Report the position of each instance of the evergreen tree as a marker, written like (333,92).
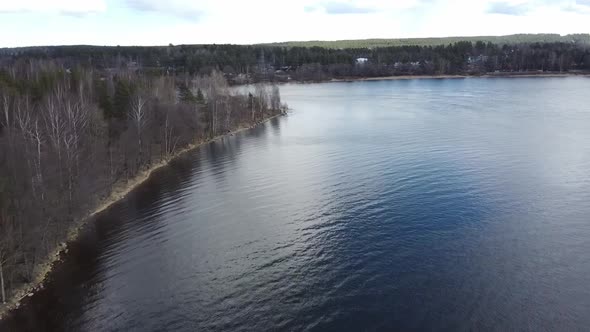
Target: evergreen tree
(121,100)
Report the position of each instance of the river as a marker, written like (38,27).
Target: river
(435,204)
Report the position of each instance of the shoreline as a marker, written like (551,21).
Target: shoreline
(120,191)
(492,75)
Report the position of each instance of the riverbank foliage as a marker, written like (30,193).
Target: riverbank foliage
(70,134)
(256,63)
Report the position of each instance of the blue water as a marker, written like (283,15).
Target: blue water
(439,204)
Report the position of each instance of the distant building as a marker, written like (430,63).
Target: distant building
(361,61)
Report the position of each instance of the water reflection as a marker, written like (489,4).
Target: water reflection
(431,204)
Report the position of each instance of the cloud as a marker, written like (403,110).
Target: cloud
(506,8)
(65,7)
(184,9)
(337,8)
++++++++++++++++++++
Rewrite the rows from the line containing "Report the position of each instance of the cloud" through the end of the rows, request lines included, adding 19 to each coordinate in the answer markers.

Report the position of each instance of the cloud as a marker, written like (403,110).
Target: cloud
(525,27)
(84,26)
(203,28)
(356,27)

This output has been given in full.